DOCUMENT SECTION:
---*---

The New Drawing on the Right Side of the Brain - Betty Edwards [26]
—Jerre Levy
“Psychobiological
Implications of Bilateral
Asymmetry,” 1974
“Every creative act involves . . . a new innocence of perception, liberated from the cataract of accepted belief.”
—Arthur Koestler
The Sleepwalkers, 1959
The two modes of information processing
Inside each of our skulls, therefore, we have a double brain with two ways of knowing. The dualities and differing characteristics of the two halves of the brain and body, intuitively expressed in our language, have a real basis in the physiology of the human brain. Because the connecting fibers are intact in normal brains, we rarely experience at a conscious level conflicts revealed by the tests on split-brain patients.
Nevertheless, as each of our hemispheres gathers in the same sensory information, each half of our brains may handle the information in different ways: The task may be divided between the hemispheres, each handling the part suited to its style. Or one hemisphere, often the dominant left, will “take over” and inhibit the other half. The left hemisphere analyzes, abstracts, counts, marks time, plans step-by-step procedures, verbalizes, and makes rational statements based on logic. For example, “Given numbers a, b, and c—we can say that if a is greater than b, and b is greater than c, then a is necessarily greater than c.” This statement illustrates the left-hemisphere mode: the analytic, verbal, figuring-out, sequential, symbolic, linear, objective mode.
On the other hand, we have a second way of knowing: the right-hemisphere mode. We “see” things in this mode that may be imaginary—existing only in the mind’s eye. In the example given just above, did you perhaps visualize the “a, b, c” relationship? In visual mode, we see how things exist in space and how the parts go together to make up the whole. Using the right hemisphere, we understand metaphors, we dream, we create new combinations of ideas. When something is too complex to describe, we can make gestures that communicate. Psychologist David Galin has a favorite example: try to describe a spiral staircase without making a spiral gesture. And using the right-hemisphere mode, we are able to draw pictures of our perceptions.

---*---

DATA SUPPLIED:
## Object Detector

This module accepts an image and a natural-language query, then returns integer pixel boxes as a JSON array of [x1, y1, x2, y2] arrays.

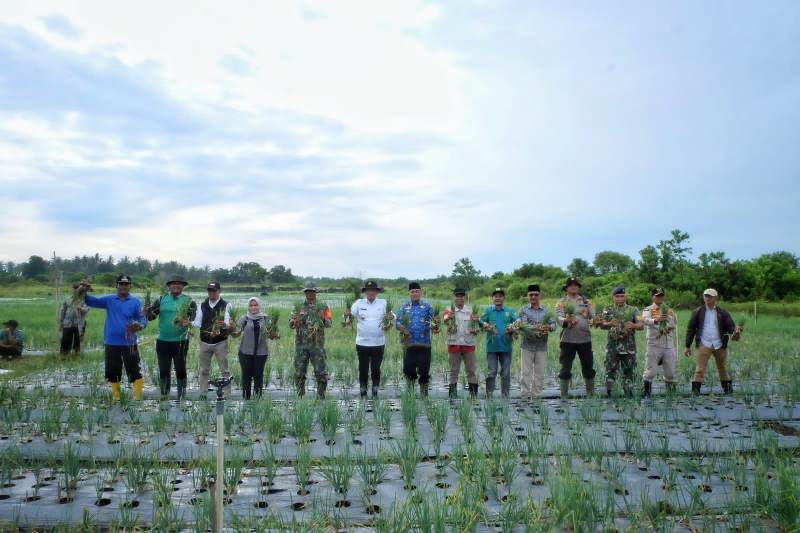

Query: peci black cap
[[361, 280, 383, 292]]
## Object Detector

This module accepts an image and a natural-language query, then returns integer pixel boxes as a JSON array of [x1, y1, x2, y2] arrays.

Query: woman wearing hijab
[[236, 298, 269, 400]]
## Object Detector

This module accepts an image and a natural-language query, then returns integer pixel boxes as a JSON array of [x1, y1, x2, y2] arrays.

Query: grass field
[[0, 295, 800, 531]]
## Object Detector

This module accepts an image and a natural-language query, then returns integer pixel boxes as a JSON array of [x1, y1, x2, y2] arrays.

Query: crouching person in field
[[231, 297, 269, 400], [79, 274, 147, 400], [289, 285, 332, 398], [642, 287, 678, 398], [0, 320, 25, 359], [58, 283, 89, 355], [683, 289, 741, 395], [192, 281, 231, 398]]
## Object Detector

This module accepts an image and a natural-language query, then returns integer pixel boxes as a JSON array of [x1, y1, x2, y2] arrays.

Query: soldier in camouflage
[[599, 286, 644, 398], [289, 285, 332, 398]]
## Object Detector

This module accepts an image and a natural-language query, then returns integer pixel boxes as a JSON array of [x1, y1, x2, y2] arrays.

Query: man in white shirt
[[192, 281, 231, 398], [683, 289, 741, 395], [344, 281, 395, 398]]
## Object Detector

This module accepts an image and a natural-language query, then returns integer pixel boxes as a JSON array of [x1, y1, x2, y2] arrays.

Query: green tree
[[567, 257, 594, 278], [451, 257, 481, 290], [594, 250, 635, 276]]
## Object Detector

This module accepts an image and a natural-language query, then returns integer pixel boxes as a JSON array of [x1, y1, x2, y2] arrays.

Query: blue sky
[[0, 1, 800, 277]]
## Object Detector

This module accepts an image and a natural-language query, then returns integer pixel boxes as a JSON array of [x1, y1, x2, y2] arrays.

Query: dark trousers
[[106, 344, 142, 383], [239, 352, 267, 400], [558, 342, 595, 379], [356, 344, 384, 389], [156, 340, 189, 383], [61, 327, 81, 355], [403, 346, 431, 385]]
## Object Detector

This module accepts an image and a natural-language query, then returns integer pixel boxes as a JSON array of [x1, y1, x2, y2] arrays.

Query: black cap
[[167, 276, 189, 287], [361, 280, 383, 292]]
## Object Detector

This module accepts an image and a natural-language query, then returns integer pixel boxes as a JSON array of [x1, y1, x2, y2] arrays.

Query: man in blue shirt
[[396, 281, 438, 397], [481, 288, 517, 398], [82, 274, 147, 400]]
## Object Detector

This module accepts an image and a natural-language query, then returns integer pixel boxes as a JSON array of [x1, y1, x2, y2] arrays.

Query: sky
[[0, 0, 800, 278]]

---*---

TASK 1:
In the passage on the two brain modes:
(a) What is the title of the 1959 work attributed to Arthur Koestler?
(b) Why do people rarely experience, at a conscious level, the conflicts revealed by the tests on split-brain patients?
(c) What does psychologist David Galin suggest trying to describe without making a spiral gesture?
TASK 2:
Reproduce verbatim the part of the passage on the two brain modes that opens with the words containing "Nevertheless, as each" and closes with "linear, objective mode.".
Answer from the passage on the two brain modes alone, not from the material.

TASK OUTPUT 1:
(a) The Sleepwalkers
(b) Because the connecting fibers are intact in normal brains.
(c) A spiral staircase.

TASK OUTPUT 2:
Nevertheless, as each of our hemispheres gathers in the same sensory information, each half of our brains may handle the information in different ways: The task may be divided between the hemispheres, each handling the part suited to its style. Or one hemisphere, often the dominant left, will “take over” and inhibit the other half. The left hemisphere analyzes, abstracts, counts, marks time, plans step-by-step procedures, verbalizes, and makes rational statements based on logic. For example, “Given numbers a, b, and c—we can say that if a is greater than b, and b is greater than c, then a is necessarily greater than c.” This statement illustrates the left-hemisphere mode: the analytic, verbal, figuring-out, sequential, symbolic, linear, objective mode.